- EXERCISE REQUIREMENTS -
Go to the line below that contains "Expected: one point per instance of the white canopy, each". From there to the end of the records, reproduce each line exactly, except the pictures.

_ _ _ _ _

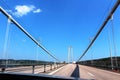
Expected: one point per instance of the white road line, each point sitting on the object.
(91, 74)
(55, 71)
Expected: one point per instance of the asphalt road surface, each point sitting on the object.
(85, 73)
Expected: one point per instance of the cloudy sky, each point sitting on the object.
(58, 24)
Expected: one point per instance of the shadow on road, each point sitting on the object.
(76, 72)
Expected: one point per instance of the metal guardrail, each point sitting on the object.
(14, 76)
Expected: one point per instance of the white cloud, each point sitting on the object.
(22, 10)
(37, 11)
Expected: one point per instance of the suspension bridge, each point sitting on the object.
(105, 68)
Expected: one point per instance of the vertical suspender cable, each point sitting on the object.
(101, 28)
(110, 50)
(28, 34)
(113, 35)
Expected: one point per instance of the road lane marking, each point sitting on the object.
(91, 74)
(55, 71)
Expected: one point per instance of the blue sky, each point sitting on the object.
(58, 24)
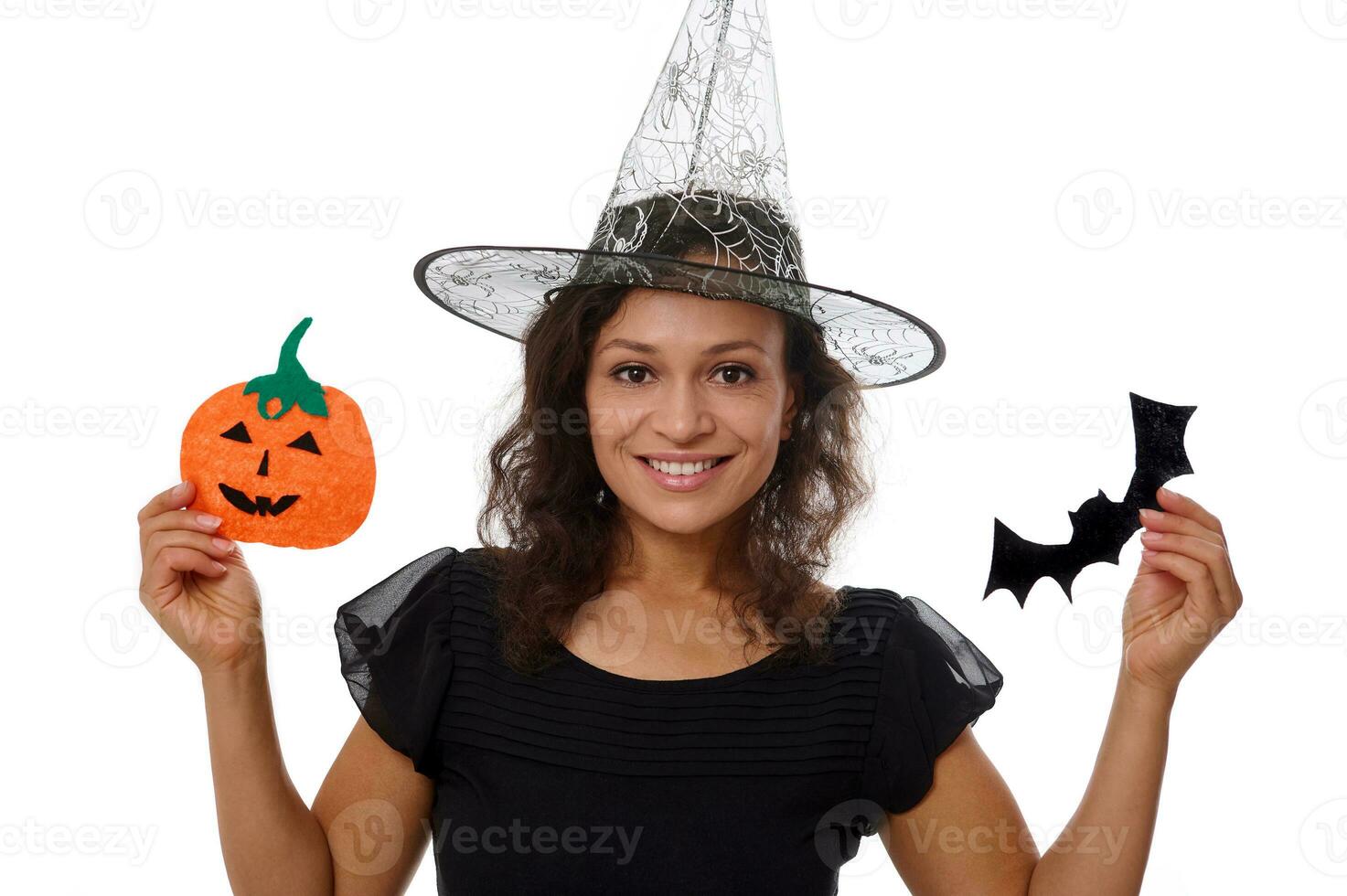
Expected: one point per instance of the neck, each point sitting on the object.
(680, 563)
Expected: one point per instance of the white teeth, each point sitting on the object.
(682, 469)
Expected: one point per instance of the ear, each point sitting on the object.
(795, 398)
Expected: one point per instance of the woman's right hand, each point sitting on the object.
(197, 585)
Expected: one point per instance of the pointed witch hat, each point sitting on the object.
(709, 155)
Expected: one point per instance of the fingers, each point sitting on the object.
(1161, 522)
(171, 499)
(170, 520)
(1184, 506)
(1185, 517)
(1202, 589)
(174, 551)
(1211, 555)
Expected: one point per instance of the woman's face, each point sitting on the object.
(680, 379)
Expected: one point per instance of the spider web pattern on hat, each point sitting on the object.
(709, 155)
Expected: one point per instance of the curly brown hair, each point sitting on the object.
(560, 542)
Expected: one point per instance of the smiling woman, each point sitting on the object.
(677, 378)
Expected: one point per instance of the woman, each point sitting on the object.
(669, 739)
(643, 686)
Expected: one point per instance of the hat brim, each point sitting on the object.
(501, 289)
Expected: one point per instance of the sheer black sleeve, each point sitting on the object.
(935, 683)
(395, 655)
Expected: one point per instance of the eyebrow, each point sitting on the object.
(649, 349)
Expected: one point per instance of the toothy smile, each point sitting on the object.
(683, 468)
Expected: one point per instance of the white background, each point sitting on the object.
(1085, 198)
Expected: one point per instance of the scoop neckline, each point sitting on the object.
(679, 683)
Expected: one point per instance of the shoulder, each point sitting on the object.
(871, 613)
(424, 588)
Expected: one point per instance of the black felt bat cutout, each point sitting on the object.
(1099, 527)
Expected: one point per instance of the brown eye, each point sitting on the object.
(743, 373)
(631, 367)
(306, 443)
(237, 432)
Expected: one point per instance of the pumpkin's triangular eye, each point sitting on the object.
(306, 443)
(239, 432)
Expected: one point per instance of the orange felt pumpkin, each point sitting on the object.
(281, 458)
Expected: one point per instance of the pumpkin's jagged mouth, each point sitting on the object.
(262, 506)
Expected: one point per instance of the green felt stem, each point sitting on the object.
(290, 383)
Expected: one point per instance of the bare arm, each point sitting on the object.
(1183, 596)
(271, 842)
(365, 833)
(967, 834)
(1105, 847)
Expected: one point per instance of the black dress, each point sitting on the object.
(581, 781)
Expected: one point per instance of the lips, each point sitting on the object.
(261, 506)
(683, 483)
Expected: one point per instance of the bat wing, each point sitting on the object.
(1099, 527)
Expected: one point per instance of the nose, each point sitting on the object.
(680, 414)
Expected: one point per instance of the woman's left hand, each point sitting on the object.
(1183, 596)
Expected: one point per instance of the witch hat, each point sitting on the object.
(711, 151)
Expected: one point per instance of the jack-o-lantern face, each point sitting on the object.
(281, 458)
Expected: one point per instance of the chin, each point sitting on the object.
(678, 522)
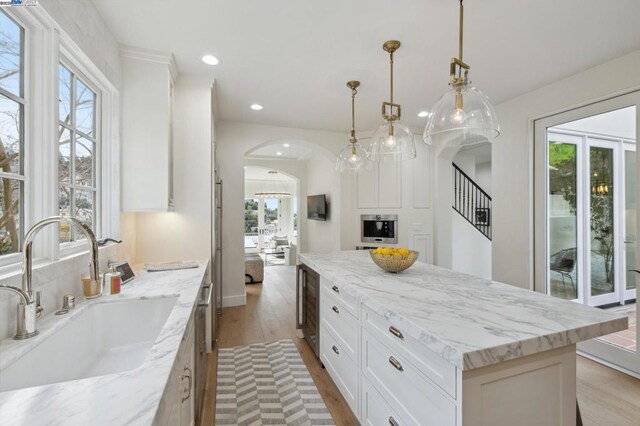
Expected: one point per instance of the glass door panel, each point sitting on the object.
(270, 220)
(630, 223)
(601, 225)
(251, 225)
(586, 216)
(563, 220)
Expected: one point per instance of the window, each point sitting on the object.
(77, 151)
(12, 105)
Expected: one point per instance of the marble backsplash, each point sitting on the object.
(54, 279)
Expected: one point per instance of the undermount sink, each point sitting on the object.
(105, 338)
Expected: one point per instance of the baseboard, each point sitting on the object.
(239, 300)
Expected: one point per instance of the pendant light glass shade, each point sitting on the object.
(449, 124)
(353, 157)
(463, 115)
(392, 141)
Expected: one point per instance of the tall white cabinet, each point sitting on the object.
(147, 119)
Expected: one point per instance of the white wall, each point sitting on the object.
(483, 176)
(234, 140)
(471, 250)
(185, 233)
(82, 22)
(323, 236)
(415, 214)
(512, 158)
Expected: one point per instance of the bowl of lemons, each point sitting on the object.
(394, 259)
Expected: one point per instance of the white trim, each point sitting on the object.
(45, 42)
(149, 55)
(229, 301)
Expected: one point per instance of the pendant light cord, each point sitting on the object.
(391, 68)
(461, 34)
(353, 115)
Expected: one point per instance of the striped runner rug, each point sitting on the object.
(267, 384)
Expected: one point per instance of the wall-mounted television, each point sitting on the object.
(317, 207)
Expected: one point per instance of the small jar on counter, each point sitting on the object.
(112, 281)
(90, 287)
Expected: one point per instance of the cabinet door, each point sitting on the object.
(368, 188)
(390, 184)
(188, 383)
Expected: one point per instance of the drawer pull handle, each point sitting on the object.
(395, 363)
(396, 332)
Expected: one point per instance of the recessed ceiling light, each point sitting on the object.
(210, 60)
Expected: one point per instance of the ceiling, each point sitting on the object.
(284, 150)
(294, 57)
(262, 173)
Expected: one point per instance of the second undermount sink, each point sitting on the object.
(106, 338)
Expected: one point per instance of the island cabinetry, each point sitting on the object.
(350, 303)
(418, 400)
(177, 404)
(339, 341)
(426, 362)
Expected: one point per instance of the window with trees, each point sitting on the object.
(77, 150)
(12, 104)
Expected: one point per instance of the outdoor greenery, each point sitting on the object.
(251, 215)
(562, 181)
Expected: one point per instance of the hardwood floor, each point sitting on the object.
(607, 397)
(270, 315)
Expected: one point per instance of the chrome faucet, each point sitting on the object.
(29, 307)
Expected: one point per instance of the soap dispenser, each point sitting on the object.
(112, 281)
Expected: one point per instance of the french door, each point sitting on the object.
(586, 215)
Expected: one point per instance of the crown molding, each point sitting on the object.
(149, 55)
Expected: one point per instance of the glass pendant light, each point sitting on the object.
(392, 140)
(353, 157)
(463, 115)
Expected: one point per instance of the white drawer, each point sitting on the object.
(349, 302)
(426, 361)
(375, 410)
(414, 397)
(341, 323)
(341, 368)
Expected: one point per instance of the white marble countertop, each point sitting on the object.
(469, 321)
(127, 398)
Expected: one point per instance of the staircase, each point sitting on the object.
(471, 202)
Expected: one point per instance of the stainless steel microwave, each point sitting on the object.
(379, 228)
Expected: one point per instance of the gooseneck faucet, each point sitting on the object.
(29, 307)
(27, 249)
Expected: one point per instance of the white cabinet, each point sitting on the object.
(381, 187)
(147, 140)
(177, 404)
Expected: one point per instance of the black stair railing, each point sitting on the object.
(471, 201)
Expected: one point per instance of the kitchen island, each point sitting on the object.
(437, 347)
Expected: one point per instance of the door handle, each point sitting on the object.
(393, 361)
(396, 332)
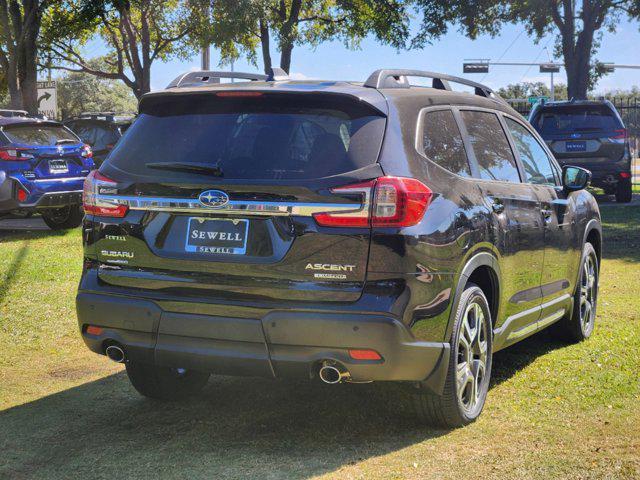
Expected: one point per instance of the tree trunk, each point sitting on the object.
(285, 57)
(266, 48)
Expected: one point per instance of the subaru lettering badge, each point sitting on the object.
(213, 198)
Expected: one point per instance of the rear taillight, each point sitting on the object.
(86, 151)
(620, 135)
(386, 202)
(14, 154)
(91, 201)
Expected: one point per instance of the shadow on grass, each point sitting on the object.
(238, 428)
(12, 270)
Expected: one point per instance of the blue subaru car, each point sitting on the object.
(43, 165)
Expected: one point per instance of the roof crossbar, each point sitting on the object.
(397, 78)
(207, 77)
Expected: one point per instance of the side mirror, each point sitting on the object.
(575, 178)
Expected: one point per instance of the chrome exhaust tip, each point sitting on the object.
(332, 373)
(115, 353)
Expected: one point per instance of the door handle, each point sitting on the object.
(497, 206)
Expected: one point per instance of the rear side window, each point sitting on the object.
(576, 118)
(490, 146)
(264, 137)
(537, 165)
(442, 142)
(38, 134)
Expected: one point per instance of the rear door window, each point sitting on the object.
(263, 137)
(442, 142)
(490, 146)
(576, 118)
(536, 162)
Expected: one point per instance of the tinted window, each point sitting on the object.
(442, 142)
(491, 147)
(576, 118)
(537, 166)
(38, 134)
(266, 137)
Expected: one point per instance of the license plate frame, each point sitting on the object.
(58, 166)
(575, 146)
(208, 240)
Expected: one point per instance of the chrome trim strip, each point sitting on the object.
(246, 207)
(64, 179)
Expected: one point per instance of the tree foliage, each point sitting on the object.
(137, 33)
(83, 92)
(526, 89)
(241, 27)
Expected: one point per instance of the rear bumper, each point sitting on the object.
(289, 344)
(604, 173)
(41, 195)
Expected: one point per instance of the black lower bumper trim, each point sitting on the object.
(289, 344)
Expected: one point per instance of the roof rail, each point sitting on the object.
(206, 77)
(13, 113)
(397, 78)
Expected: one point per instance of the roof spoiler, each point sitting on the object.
(397, 78)
(13, 113)
(207, 77)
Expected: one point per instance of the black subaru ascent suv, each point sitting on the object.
(338, 231)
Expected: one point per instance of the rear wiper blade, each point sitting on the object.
(189, 167)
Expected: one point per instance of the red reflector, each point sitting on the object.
(93, 330)
(364, 355)
(385, 202)
(239, 94)
(399, 202)
(93, 203)
(620, 134)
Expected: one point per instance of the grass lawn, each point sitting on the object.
(554, 410)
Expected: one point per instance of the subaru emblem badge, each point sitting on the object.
(213, 198)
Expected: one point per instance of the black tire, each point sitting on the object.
(576, 327)
(450, 410)
(163, 383)
(624, 191)
(63, 218)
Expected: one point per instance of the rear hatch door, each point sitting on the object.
(586, 135)
(222, 192)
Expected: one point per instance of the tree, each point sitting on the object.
(527, 89)
(83, 92)
(579, 25)
(137, 33)
(20, 23)
(242, 26)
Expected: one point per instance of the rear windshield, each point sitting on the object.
(38, 135)
(576, 118)
(264, 137)
(98, 136)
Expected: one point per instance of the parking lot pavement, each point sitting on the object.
(32, 223)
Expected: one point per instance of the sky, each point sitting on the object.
(332, 61)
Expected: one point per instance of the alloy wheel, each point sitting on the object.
(472, 357)
(588, 295)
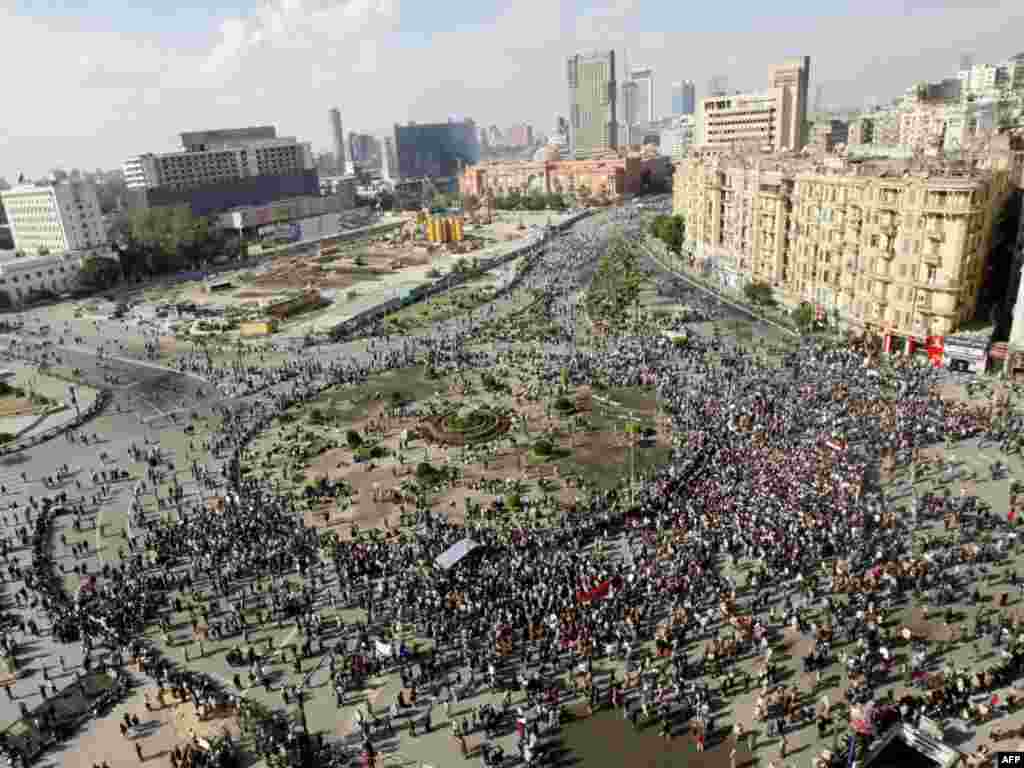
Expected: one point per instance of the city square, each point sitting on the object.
(364, 501)
(599, 384)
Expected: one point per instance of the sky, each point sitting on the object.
(90, 83)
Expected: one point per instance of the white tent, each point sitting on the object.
(455, 553)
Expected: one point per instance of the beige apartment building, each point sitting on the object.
(901, 255)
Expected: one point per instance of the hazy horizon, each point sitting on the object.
(104, 82)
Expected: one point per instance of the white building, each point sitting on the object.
(760, 121)
(60, 217)
(20, 278)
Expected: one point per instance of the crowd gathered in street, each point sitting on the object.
(775, 467)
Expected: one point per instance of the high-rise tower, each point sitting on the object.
(338, 137)
(591, 79)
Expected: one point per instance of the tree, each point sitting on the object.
(169, 239)
(98, 273)
(671, 230)
(556, 202)
(803, 315)
(537, 201)
(759, 293)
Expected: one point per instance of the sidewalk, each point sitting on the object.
(698, 283)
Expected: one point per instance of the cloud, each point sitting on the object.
(116, 93)
(298, 25)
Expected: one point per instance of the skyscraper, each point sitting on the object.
(338, 137)
(683, 97)
(592, 94)
(436, 151)
(795, 76)
(389, 164)
(643, 104)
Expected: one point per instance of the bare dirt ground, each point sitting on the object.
(15, 407)
(161, 731)
(374, 506)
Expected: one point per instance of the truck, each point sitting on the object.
(966, 353)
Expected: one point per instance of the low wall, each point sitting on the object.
(348, 327)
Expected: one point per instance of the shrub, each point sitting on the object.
(543, 446)
(759, 293)
(426, 474)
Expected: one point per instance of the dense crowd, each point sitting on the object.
(772, 466)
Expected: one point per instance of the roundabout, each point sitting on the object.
(465, 427)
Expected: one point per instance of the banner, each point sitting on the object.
(598, 593)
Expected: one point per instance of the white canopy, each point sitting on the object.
(455, 553)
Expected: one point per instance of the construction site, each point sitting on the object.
(312, 289)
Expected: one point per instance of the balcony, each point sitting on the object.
(945, 286)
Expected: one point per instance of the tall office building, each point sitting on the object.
(389, 166)
(223, 169)
(338, 137)
(643, 104)
(438, 151)
(794, 76)
(592, 102)
(683, 97)
(627, 110)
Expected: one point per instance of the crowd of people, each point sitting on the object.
(773, 467)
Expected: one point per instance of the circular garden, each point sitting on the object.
(464, 428)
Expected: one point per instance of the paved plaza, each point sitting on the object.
(171, 436)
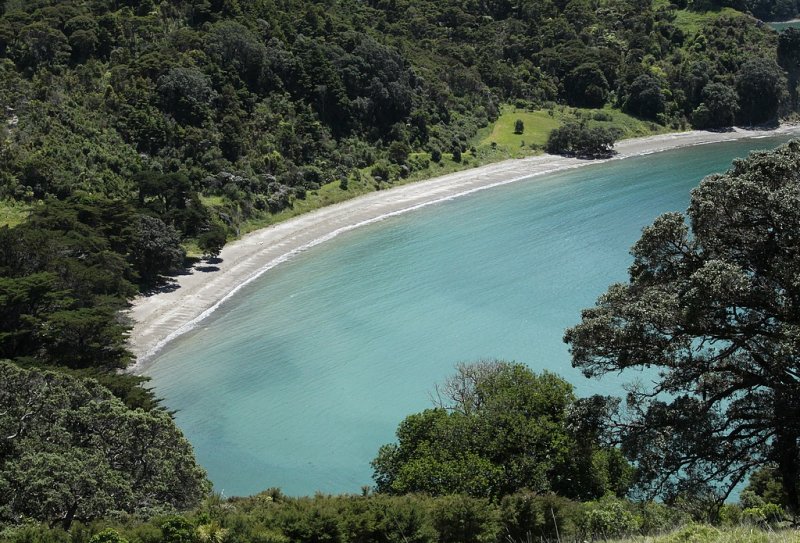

_ _ _ _ _

- RESULT -
Expected: one point per instance of the white canopy, each point sitting on the object.
(455, 553)
Expected: one point per instance of the construction site, each point sitting on the object.
(312, 289)
Expected: one point per instance of the balcony, each point sitting on the object.
(945, 286)
Expected: one point per instance of the tall office building, each point sitting on the object.
(389, 166)
(223, 169)
(338, 137)
(643, 104)
(438, 151)
(794, 76)
(592, 102)
(683, 97)
(627, 110)
Expected: one point per instance of the crowd of people, each point sitting on the object.
(773, 467)
Expected: one point per instance of the circular garden, each point sitting on the object.
(464, 428)
Expected: one point per instance of the paved plaza, each point sitting on the object.
(171, 436)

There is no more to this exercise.